→ Texte source
-------------------------

Ma chère Julia,
Je suis en voyage depuis la semaine dernière. C’est pourquoi je t’écris pour te dire ce que j’ai sur le cœur. Quand je serai rentré, je pourrai t’inviter même au restaurant pour te parler de vive voix afin d’éviter des malentendus. «Les pierres qu’on lance crèvent les yeux », disait mon grand-père.
Voici deux mois déjà que tu es partie de chez Bertrand, le père de ta fille, chez qui tu vivais depuis six ans. Quand tu as déménagé avec armes et bagages, tu as justifié ta décision par le fait qu’il te faisait subir des avanies sous son toit et que tu n’en pouvais plus. Tout le monde t’a comprise dans une large mesure. «On doit respecter le mariage tant qu’il n’est pas un enfer et le dissoudre quand il devient un purgatoire », disait mon aïeul.

-------------------------

→ Données affichées
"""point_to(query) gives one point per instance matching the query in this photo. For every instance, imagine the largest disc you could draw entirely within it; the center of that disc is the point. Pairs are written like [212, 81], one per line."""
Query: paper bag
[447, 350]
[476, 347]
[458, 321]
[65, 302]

-------------------------

→ Tâches à faire
[A] Reproduisez le passage de la lettre à Julia allant de « Voici deux mois » à « disait mon aïeul. ».
[B] Reprenez la lettre à Julia à partir de sa dernière phrase et poursuivez-la.
La liste ci-dessus n'est pas nécessaire.

→ En réponse
[A]
Voici deux mois déjà que tu es partie de chez Bertrand, le père de ta fille, chez qui tu vivais depuis six ans. Quand tu as déménagé avec armes et bagages, tu as justifié ta décision par le fait qu’il te faisait subir des avanies sous son toit et que tu n’en pouvais plus. Tout le monde t’a comprise dans une large mesure. «On doit respecter le mariage tant qu’il n’est pas un enfer et le dissoudre quand il devient un purgatoire », disait mon aïeul.

[B]
Tu viens de quitter aussi Joseph, l’homme avec lequel tu t’es mise après t’être séparée de Bertrand. Tu auras donc quitté deux hommes en l’espace de deux mois! La raison que tu avances est qu’il est comme son prédécesseur. Mais ce n’est pas vrai, Julia ! C’est plutôt toi qui ne sais pas tenir un foyer. Mon papy disait: « Qui ne sait pas danser accuse les flûtes et les tambours.» Au fait, qu’est-ce qui se passe dans ta tête ? As-tu décidé de faire désormais du papillonnage sentimental ?
Dans tous les récits que tu fais à tes interlocuteurs, tu ne jettes le tort que sur tes ex-compagnons. Es-tu sûre que tu n’es pas responsable des échecs de tes relations amoureuses ? Mon grand-père disait : « Si tu regardes une image très laide, vérifie qu’elle ne soit pas ton reflet. » Toi-même tu peux être à l’origine des déconvenues que tu enregistres dans ta vie amoureuse. Quelles que soient les raisons que tu peux avancer pour justifier ton instabilité sentimentale, tu ne peux pas dire que seuls tes partenaires sont fautifs, Julia.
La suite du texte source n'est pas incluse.